##### DATA TO PROCESS

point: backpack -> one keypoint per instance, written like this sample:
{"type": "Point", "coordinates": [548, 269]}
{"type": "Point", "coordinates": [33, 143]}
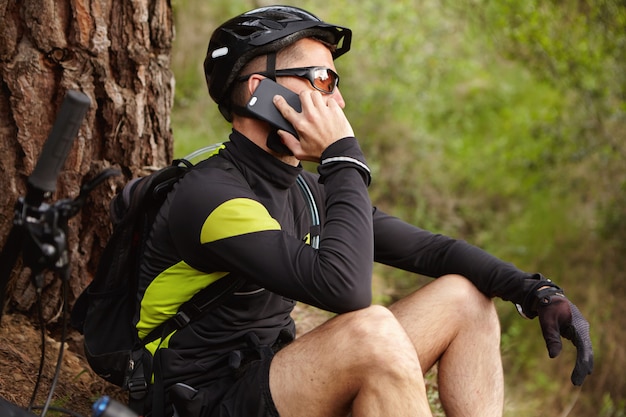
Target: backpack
{"type": "Point", "coordinates": [105, 310]}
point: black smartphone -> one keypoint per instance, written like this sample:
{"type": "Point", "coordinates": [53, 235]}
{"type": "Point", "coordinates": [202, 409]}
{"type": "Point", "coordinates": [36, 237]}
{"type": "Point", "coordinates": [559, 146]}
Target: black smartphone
{"type": "Point", "coordinates": [262, 106]}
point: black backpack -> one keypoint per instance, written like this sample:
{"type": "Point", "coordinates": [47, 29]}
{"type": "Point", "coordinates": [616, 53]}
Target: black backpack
{"type": "Point", "coordinates": [105, 310]}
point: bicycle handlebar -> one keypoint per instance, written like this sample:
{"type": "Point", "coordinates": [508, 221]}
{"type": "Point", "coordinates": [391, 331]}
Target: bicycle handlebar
{"type": "Point", "coordinates": [43, 179]}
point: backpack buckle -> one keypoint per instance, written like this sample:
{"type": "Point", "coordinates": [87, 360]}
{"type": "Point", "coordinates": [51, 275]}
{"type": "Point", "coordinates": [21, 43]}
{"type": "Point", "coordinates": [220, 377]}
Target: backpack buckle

##########

- _YOUR ASSIGNMENT_
Repeat the data above exactly; images are not part of the copy.

- _FINAL ANSWER_
point: backpack -> one keypoint per instance, written like this sample:
{"type": "Point", "coordinates": [548, 269]}
{"type": "Point", "coordinates": [33, 143]}
Target: backpack
{"type": "Point", "coordinates": [105, 310]}
point: black smartphone -> one keypoint per instance, written like this sample:
{"type": "Point", "coordinates": [53, 235]}
{"type": "Point", "coordinates": [202, 409]}
{"type": "Point", "coordinates": [36, 237]}
{"type": "Point", "coordinates": [559, 146]}
Target: black smartphone
{"type": "Point", "coordinates": [262, 106]}
point: black backpack -> one keypoint per instance, written like this sample:
{"type": "Point", "coordinates": [47, 29]}
{"type": "Point", "coordinates": [616, 53]}
Target: black backpack
{"type": "Point", "coordinates": [105, 310]}
point: bicycle handlebar -> one keypoint per instance, written like this sample:
{"type": "Point", "coordinates": [508, 221]}
{"type": "Point", "coordinates": [391, 331]}
Target: bicycle handlebar
{"type": "Point", "coordinates": [43, 179]}
point: backpack buckle -> one keypoint per instance, written like this sample:
{"type": "Point", "coordinates": [87, 360]}
{"type": "Point", "coordinates": [51, 275]}
{"type": "Point", "coordinates": [21, 43]}
{"type": "Point", "coordinates": [220, 377]}
Target: backpack buckle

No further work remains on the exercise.